■ Excerpt ■
——

Regulation (EU) 2025/2088 of the European Parliament and of the Council of 8 October 2025 amending Regulations (EU) No 1092/2010, (EU) No 1093/2010, (EU) No 1094/2010, (EU) No 1095/2010, (EU) No 806/2014, (EU) 2021/523 and (EU) 2024/1620 as regards certain reporting requirements in the fields of financial services and investment support (Text with EEA relevance)
THE EUROPEAN PARLIAMENT AND THE COUNCIL OF THE EUROPEAN UNION,
Having regard to the Treaty on the Functioning of the European Union, and in particular Article 114, Article 173 and Article 175, third paragraph, thereof,
Having regard to the proposal from the European Commission,
After transmission of the draft legislative act to the national parliaments,
Having regard to the opinion of the European Central Bank (1),
Having regard to the opinion of the European Economic and Social Committee (2),
After consulting the Committee of the Regions,
Acting in accordance with the ordinary legislative procedure (3),
Whereas:
(1) Reporting and disclosure requirements play a key role in ensuring proper monitoring of the application and correct enforcement of Union law. It is therefore important to improve, streamline and modernise those requirements to ensure that they fulfil their intended purpose, to limit the administrative burden and to avoid undue duplication of reporting for authorities and for entities.

——

■ Records ■
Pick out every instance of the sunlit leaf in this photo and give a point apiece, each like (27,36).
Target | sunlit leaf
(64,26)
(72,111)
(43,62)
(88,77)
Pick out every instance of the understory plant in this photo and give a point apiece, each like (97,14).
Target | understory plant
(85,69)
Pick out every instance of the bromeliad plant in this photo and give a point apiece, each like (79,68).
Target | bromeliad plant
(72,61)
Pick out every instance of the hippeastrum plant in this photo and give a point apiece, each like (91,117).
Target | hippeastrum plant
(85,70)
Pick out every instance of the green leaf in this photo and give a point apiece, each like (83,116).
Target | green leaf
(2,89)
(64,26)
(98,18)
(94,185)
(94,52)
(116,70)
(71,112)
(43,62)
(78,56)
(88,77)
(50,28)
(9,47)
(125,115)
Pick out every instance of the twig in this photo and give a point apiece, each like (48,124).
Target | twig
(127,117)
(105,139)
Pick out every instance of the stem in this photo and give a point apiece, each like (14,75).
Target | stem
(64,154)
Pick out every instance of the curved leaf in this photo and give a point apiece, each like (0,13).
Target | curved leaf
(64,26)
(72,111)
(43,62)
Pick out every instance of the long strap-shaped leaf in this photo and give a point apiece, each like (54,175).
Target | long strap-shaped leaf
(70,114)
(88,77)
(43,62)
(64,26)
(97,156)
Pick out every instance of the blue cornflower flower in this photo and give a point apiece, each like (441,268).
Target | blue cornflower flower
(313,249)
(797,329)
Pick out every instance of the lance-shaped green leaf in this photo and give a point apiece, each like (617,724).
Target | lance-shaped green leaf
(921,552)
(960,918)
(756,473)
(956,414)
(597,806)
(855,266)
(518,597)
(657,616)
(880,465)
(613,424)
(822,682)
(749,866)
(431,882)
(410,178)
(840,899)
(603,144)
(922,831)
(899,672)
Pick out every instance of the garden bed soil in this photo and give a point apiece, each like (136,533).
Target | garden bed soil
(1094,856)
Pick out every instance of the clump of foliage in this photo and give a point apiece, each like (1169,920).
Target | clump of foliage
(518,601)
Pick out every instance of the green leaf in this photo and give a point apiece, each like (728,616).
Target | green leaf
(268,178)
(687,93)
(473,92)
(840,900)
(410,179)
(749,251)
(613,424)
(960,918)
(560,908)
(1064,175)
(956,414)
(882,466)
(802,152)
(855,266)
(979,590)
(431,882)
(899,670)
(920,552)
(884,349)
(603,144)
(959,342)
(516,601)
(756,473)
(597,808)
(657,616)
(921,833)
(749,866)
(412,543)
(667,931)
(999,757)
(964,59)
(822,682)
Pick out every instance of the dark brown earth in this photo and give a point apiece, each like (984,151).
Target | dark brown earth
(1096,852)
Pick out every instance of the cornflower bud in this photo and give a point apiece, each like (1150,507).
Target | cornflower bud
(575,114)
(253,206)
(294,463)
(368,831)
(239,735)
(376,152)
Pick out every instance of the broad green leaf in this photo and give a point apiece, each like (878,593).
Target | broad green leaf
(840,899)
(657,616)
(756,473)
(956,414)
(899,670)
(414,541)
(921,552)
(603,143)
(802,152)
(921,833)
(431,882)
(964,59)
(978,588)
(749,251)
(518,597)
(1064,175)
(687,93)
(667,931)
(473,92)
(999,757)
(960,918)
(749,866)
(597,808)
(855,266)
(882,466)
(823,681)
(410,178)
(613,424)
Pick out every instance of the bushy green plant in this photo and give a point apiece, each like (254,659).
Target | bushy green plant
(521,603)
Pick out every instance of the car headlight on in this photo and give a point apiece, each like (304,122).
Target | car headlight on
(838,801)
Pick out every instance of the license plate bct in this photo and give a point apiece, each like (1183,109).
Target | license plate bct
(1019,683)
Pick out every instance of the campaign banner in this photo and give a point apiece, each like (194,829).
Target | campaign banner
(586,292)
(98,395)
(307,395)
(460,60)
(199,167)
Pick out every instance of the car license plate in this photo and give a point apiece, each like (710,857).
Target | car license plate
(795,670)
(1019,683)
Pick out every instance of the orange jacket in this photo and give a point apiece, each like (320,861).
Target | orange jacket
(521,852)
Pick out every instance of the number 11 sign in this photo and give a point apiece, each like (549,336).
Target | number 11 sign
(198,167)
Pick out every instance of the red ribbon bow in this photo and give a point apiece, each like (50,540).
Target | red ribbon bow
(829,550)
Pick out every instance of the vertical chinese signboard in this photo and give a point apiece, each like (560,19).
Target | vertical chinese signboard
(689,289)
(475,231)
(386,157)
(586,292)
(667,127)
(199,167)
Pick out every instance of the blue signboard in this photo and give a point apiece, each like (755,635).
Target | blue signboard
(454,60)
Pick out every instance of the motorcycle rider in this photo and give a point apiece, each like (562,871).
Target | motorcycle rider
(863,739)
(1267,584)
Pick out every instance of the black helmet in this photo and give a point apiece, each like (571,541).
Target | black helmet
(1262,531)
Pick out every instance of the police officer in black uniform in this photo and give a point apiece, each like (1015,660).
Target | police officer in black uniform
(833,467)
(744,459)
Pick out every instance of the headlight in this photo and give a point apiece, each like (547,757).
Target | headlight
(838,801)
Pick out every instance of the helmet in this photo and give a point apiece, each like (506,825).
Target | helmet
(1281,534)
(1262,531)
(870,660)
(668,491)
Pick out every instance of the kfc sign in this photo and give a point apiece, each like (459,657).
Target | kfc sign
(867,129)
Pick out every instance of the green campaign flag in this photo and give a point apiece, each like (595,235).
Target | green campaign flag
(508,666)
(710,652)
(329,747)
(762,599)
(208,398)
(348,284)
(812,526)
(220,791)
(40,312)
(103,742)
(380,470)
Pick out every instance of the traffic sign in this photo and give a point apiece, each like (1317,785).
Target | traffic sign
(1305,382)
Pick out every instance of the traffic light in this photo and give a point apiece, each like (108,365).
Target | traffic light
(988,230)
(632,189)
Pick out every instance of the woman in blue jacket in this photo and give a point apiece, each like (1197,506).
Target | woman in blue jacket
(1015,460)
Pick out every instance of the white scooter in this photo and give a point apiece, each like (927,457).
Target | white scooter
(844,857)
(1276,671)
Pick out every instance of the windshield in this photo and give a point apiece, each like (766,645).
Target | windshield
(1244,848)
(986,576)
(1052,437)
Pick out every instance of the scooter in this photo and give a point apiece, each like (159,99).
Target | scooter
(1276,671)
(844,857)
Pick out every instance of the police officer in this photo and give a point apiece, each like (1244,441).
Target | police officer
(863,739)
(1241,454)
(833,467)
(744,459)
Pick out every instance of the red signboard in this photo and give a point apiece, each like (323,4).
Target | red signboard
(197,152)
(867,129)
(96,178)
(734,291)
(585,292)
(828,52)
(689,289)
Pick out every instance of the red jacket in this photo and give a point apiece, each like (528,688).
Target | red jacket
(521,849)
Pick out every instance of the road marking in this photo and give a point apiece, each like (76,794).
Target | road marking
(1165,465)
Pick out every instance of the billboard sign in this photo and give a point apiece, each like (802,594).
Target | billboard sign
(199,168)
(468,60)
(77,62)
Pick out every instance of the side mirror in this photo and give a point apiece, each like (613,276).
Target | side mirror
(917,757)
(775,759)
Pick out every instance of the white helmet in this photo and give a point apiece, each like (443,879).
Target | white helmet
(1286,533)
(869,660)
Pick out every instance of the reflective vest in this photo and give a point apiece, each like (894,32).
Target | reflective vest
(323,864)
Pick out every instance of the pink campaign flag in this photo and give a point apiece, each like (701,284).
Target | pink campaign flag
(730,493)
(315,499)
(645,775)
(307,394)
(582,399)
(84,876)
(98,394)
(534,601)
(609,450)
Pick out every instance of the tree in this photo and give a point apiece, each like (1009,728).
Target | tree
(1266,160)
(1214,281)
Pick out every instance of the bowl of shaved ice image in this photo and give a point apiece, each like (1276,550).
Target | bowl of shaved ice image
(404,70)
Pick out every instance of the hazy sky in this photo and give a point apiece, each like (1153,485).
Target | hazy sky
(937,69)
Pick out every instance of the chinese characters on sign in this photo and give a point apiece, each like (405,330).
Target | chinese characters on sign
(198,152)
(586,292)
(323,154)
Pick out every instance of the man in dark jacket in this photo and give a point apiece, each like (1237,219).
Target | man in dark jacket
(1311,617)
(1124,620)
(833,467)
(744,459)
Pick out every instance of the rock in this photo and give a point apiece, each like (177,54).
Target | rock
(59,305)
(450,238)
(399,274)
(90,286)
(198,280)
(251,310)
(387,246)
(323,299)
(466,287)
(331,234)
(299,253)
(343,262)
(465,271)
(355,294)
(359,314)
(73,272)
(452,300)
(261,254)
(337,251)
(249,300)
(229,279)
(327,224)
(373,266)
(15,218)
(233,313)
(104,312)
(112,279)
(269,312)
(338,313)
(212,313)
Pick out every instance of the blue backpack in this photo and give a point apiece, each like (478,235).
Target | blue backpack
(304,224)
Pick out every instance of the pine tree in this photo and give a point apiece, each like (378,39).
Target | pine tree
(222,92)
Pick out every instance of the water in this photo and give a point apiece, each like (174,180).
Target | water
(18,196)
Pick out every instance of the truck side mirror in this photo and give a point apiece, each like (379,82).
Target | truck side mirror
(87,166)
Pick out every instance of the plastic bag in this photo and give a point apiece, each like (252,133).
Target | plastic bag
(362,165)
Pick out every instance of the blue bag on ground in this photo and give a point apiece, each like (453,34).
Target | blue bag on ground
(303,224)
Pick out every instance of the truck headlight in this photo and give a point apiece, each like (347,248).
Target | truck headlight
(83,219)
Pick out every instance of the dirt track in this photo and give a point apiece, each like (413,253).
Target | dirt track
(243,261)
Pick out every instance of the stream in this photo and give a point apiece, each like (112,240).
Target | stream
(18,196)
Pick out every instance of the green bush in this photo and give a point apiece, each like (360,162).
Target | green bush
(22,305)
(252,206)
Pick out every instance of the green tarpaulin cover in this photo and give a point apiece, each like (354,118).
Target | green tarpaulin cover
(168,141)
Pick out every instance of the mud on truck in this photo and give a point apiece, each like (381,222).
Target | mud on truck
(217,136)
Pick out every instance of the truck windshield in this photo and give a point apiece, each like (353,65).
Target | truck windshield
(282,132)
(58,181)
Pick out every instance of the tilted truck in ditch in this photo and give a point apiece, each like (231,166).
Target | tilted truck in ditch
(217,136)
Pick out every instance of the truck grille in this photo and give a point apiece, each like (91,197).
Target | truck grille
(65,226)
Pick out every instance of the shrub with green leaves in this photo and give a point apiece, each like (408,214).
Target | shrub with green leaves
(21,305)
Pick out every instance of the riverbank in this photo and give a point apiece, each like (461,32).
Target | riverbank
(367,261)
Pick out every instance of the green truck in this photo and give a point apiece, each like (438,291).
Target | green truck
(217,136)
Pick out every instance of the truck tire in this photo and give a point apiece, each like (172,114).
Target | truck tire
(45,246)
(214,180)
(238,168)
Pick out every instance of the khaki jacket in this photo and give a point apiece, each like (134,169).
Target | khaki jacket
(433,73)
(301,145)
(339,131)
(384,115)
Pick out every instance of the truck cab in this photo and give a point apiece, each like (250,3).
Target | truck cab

——

■ Objective ■
Pick up the regulation on reporting requirements in financial services and investment support at the point where it stops, and continue it.

■ The response ■
(2) Streamlining reporting and disclosure requirements and reducing the administrative burden without undermining the related policy objectives are therefore priorities regarding both reporting and disclosure requirements in the financial sector and the frequency of reporting related to the InvestEU Programme established by Regulation (EU) 2021/523 of the European Parliament and of the Council (4).
(3) Regulations (EU) No 1092/2010 (5), (EU) No 1093/2010 (6), (EU) No 1094/2010 (7), (EU) No 1095/2010 (8), (EU) No 806/2014 (9), (EU) 2021/523 and (EU) 2024/1620 (10) of the European Parliament and of the Council contain arrangements for establishing a number of reporting and disclosure requirements. The collection and exchange of information under those requirements should be simplified, in line with the Commission communication of 16 March 2023 entitled ‘Long-term competitiveness of the EU: looking beyond 2030’.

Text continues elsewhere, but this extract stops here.